##### PAGE TEXT

FYUG Even Semester Exam, 2024
STATISTICS (2nd Semester)
Statistical Methods and Probability

Course No.: STADSM-151T
Full Marks: 70 | Time: 3 Hours
Instructions: Answer any ten from Section-A and five from Section-B. (Full paper solved here).

SECTION-A (2 x 10 = 20 Marks)

1. Define 'statistics' and mention some limitations.

2 Marks

Definition: Statistics is the science concerned with collecting, organizing, analyzing, interpreting, and presenting data.

Limitations:

2. Define qualitative and quantitative data with examples.

2 Marks

Qualitative Data: Data describing attributes or characteristics that cannot be measured numerically. Example: Eye color, Gender.

Quantitative Data: Data that can be expressed numerically and measured. Example: Height (cm), Income (dollars).

3. What are discrete and continuous data? Give examples.

2 Marks

Discrete Data: Data that takes only specific, isolated values (usually integers). Example: Number of children in a family.

Continuous Data: Data that can take any value within a given range. Example: Temperature of a room.

4. Define mode and give its formula for continuous distribution.

2 Marks

Mode: The value that appears most frequently in a data set.

Formula: Mode = l + [(f1 - f0) / (2f1 - f0 - f2)] * h Where: l = lower limit of modal class, f1 = frequency of modal class, f0 = frequency of preceding class, f2 = frequency of succeeding class, h = class width.

##########

# [TASKS AND EXERCISES]
- A) Reproduce verbatim the part of the statistics exam paper that opens with the words containing "Continuous Data: Data" and closes with "h = class width.".
- B) In the statistics exam paper, what example of continuous data is given?

##### GIVEN INFORMATION

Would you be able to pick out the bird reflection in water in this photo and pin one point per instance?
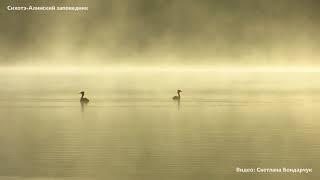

##########

# [SOLVED TASKS]
- A)
Continuous Data: Data that can take any value within a given range. Example: Temperature of a room.

4. Define mode and give its formula for continuous distribution.

2 Marks

Mode: The value that appears most frequently in a data set.

Formula: Mode = l + [(f1 - f0) / (2f1 - f0 - f2)] * h Where: l = lower limit of modal class, f1 = frequency of modal class, f0 = frequency of preceding class, f2 = frequency of succeeding class, h = class width.

- B) The temperature of a room.